### [Your instructions]
Search the data for the word "woman" and copy every line that contains it.

━━━ Records for this task

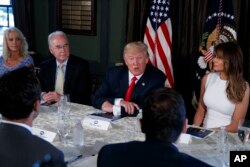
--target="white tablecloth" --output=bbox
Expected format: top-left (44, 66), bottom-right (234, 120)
top-left (34, 103), bottom-right (249, 167)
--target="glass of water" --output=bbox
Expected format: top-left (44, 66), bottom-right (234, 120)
top-left (58, 94), bottom-right (71, 116)
top-left (56, 113), bottom-right (71, 146)
top-left (237, 119), bottom-right (250, 150)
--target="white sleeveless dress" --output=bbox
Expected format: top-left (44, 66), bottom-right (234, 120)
top-left (203, 72), bottom-right (235, 128)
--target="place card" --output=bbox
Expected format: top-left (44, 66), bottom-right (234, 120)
top-left (178, 133), bottom-right (192, 144)
top-left (82, 116), bottom-right (111, 130)
top-left (32, 127), bottom-right (56, 142)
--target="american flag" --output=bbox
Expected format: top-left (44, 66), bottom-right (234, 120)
top-left (144, 0), bottom-right (174, 88)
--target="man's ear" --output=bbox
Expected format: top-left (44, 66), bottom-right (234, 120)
top-left (182, 118), bottom-right (188, 133)
top-left (33, 99), bottom-right (40, 112)
top-left (31, 100), bottom-right (40, 120)
top-left (49, 46), bottom-right (54, 55)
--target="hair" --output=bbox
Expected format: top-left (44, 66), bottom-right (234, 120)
top-left (141, 87), bottom-right (186, 143)
top-left (123, 41), bottom-right (148, 57)
top-left (2, 27), bottom-right (28, 61)
top-left (214, 42), bottom-right (246, 102)
top-left (0, 67), bottom-right (41, 120)
top-left (48, 31), bottom-right (68, 47)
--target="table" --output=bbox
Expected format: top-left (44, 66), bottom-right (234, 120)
top-left (34, 103), bottom-right (249, 167)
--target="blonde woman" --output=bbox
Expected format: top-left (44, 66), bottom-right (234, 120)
top-left (0, 27), bottom-right (33, 77)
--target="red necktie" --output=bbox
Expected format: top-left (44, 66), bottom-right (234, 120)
top-left (124, 76), bottom-right (137, 102)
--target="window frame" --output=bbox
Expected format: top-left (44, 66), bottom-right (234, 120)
top-left (0, 0), bottom-right (14, 54)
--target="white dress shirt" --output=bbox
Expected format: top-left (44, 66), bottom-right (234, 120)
top-left (112, 71), bottom-right (143, 116)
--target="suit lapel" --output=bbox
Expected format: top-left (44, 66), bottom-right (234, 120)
top-left (120, 68), bottom-right (129, 97)
top-left (50, 59), bottom-right (57, 90)
top-left (132, 66), bottom-right (150, 98)
top-left (64, 56), bottom-right (73, 92)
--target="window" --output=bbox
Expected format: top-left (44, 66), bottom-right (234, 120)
top-left (0, 0), bottom-right (14, 54)
top-left (57, 0), bottom-right (96, 35)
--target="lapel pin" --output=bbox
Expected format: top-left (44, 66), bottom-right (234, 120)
top-left (142, 82), bottom-right (145, 86)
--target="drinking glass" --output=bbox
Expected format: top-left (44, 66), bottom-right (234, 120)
top-left (237, 119), bottom-right (250, 150)
top-left (61, 94), bottom-right (70, 102)
top-left (56, 113), bottom-right (71, 146)
top-left (58, 94), bottom-right (71, 116)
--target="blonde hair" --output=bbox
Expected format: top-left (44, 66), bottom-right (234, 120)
top-left (2, 27), bottom-right (28, 60)
top-left (123, 41), bottom-right (148, 57)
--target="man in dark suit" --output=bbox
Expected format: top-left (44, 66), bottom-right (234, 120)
top-left (92, 41), bottom-right (166, 115)
top-left (39, 31), bottom-right (92, 105)
top-left (97, 88), bottom-right (212, 167)
top-left (0, 67), bottom-right (65, 167)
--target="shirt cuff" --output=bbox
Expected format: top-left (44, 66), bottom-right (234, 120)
top-left (112, 105), bottom-right (121, 116)
top-left (40, 92), bottom-right (46, 104)
top-left (114, 98), bottom-right (123, 106)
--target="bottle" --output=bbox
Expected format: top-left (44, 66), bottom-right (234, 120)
top-left (72, 119), bottom-right (84, 147)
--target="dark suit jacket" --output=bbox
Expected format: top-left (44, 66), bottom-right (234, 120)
top-left (92, 64), bottom-right (166, 109)
top-left (39, 55), bottom-right (92, 105)
top-left (0, 123), bottom-right (65, 167)
top-left (98, 140), bottom-right (212, 167)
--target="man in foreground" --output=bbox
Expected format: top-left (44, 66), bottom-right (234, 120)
top-left (97, 88), bottom-right (211, 167)
top-left (0, 67), bottom-right (65, 167)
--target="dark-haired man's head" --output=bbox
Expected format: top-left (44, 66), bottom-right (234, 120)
top-left (0, 67), bottom-right (41, 122)
top-left (141, 87), bottom-right (187, 143)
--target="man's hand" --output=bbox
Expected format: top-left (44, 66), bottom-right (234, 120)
top-left (101, 101), bottom-right (113, 113)
top-left (120, 100), bottom-right (139, 115)
top-left (42, 91), bottom-right (61, 104)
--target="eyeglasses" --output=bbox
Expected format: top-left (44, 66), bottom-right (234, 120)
top-left (54, 44), bottom-right (69, 50)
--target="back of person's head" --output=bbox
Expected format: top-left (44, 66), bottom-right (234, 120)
top-left (141, 87), bottom-right (186, 143)
top-left (2, 27), bottom-right (28, 60)
top-left (0, 67), bottom-right (41, 120)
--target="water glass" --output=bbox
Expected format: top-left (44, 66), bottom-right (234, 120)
top-left (56, 113), bottom-right (71, 146)
top-left (237, 119), bottom-right (250, 150)
top-left (58, 94), bottom-right (71, 115)
top-left (216, 126), bottom-right (230, 166)
top-left (61, 94), bottom-right (70, 102)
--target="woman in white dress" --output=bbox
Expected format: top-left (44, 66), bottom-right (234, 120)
top-left (193, 42), bottom-right (249, 132)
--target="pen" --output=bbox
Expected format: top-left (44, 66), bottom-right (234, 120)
top-left (65, 154), bottom-right (83, 164)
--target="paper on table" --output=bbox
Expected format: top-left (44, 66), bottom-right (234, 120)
top-left (32, 127), bottom-right (56, 142)
top-left (178, 133), bottom-right (192, 144)
top-left (82, 116), bottom-right (111, 130)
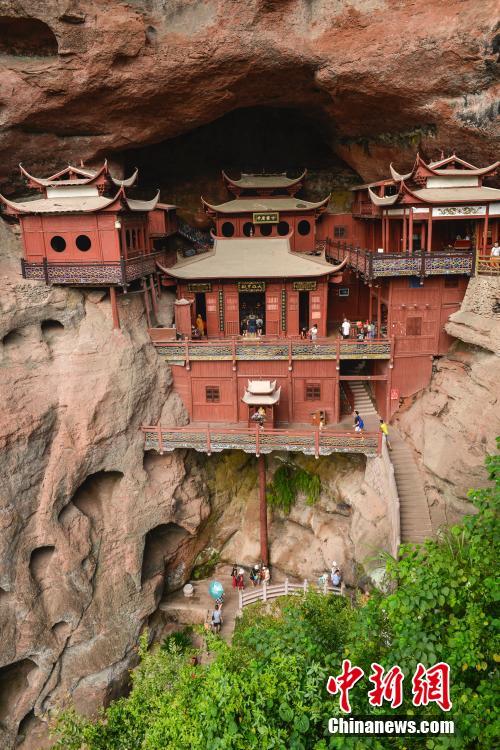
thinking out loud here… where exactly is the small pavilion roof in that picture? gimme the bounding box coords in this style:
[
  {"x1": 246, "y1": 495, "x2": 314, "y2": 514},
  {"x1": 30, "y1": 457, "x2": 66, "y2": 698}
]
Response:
[
  {"x1": 242, "y1": 386, "x2": 281, "y2": 406},
  {"x1": 20, "y1": 162, "x2": 109, "y2": 188},
  {"x1": 368, "y1": 188, "x2": 400, "y2": 206},
  {"x1": 110, "y1": 168, "x2": 139, "y2": 188},
  {"x1": 0, "y1": 187, "x2": 160, "y2": 215},
  {"x1": 246, "y1": 380, "x2": 277, "y2": 394},
  {"x1": 202, "y1": 195, "x2": 330, "y2": 214},
  {"x1": 222, "y1": 170, "x2": 307, "y2": 190},
  {"x1": 409, "y1": 186, "x2": 500, "y2": 203},
  {"x1": 167, "y1": 236, "x2": 344, "y2": 280}
]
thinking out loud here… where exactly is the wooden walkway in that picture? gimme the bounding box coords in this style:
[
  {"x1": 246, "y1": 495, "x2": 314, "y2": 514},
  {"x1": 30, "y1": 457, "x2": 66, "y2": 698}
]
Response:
[{"x1": 239, "y1": 578, "x2": 344, "y2": 608}]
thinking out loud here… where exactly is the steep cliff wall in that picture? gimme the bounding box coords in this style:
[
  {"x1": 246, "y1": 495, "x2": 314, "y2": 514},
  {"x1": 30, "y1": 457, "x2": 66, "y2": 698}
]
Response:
[
  {"x1": 395, "y1": 276, "x2": 500, "y2": 528},
  {"x1": 0, "y1": 220, "x2": 209, "y2": 749}
]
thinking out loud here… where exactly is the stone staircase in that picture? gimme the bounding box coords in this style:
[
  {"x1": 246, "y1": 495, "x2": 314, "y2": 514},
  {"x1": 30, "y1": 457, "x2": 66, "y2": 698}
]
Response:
[{"x1": 349, "y1": 381, "x2": 433, "y2": 545}]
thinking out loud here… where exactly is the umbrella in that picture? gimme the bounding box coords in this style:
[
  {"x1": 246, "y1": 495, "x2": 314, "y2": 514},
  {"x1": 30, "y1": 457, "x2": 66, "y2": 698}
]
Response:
[{"x1": 209, "y1": 580, "x2": 224, "y2": 599}]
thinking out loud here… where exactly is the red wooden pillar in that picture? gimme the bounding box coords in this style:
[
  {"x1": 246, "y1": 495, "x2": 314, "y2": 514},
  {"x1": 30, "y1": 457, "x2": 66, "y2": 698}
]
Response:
[
  {"x1": 258, "y1": 454, "x2": 269, "y2": 566},
  {"x1": 421, "y1": 221, "x2": 426, "y2": 251},
  {"x1": 377, "y1": 286, "x2": 382, "y2": 334},
  {"x1": 110, "y1": 287, "x2": 120, "y2": 329},
  {"x1": 402, "y1": 209, "x2": 407, "y2": 252},
  {"x1": 483, "y1": 206, "x2": 489, "y2": 252},
  {"x1": 408, "y1": 208, "x2": 414, "y2": 253},
  {"x1": 427, "y1": 212, "x2": 433, "y2": 252},
  {"x1": 368, "y1": 286, "x2": 373, "y2": 321}
]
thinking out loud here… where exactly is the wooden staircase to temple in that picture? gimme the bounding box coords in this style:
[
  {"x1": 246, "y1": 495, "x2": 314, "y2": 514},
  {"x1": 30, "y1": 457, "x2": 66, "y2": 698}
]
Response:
[{"x1": 350, "y1": 381, "x2": 433, "y2": 545}]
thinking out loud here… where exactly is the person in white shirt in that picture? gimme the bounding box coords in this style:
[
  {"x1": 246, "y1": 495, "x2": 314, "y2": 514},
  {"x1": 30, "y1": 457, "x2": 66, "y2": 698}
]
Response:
[
  {"x1": 491, "y1": 241, "x2": 500, "y2": 258},
  {"x1": 309, "y1": 324, "x2": 318, "y2": 341},
  {"x1": 341, "y1": 317, "x2": 351, "y2": 339}
]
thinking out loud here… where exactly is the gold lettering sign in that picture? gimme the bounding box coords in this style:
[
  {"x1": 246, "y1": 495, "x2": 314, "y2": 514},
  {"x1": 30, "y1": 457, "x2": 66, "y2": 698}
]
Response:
[
  {"x1": 293, "y1": 281, "x2": 317, "y2": 291},
  {"x1": 238, "y1": 280, "x2": 266, "y2": 292},
  {"x1": 187, "y1": 282, "x2": 212, "y2": 293},
  {"x1": 253, "y1": 211, "x2": 279, "y2": 224}
]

━━━━━━

### [Task response]
--target="blonde woman" --output=bbox
--target="woman in white dress" --output=bbox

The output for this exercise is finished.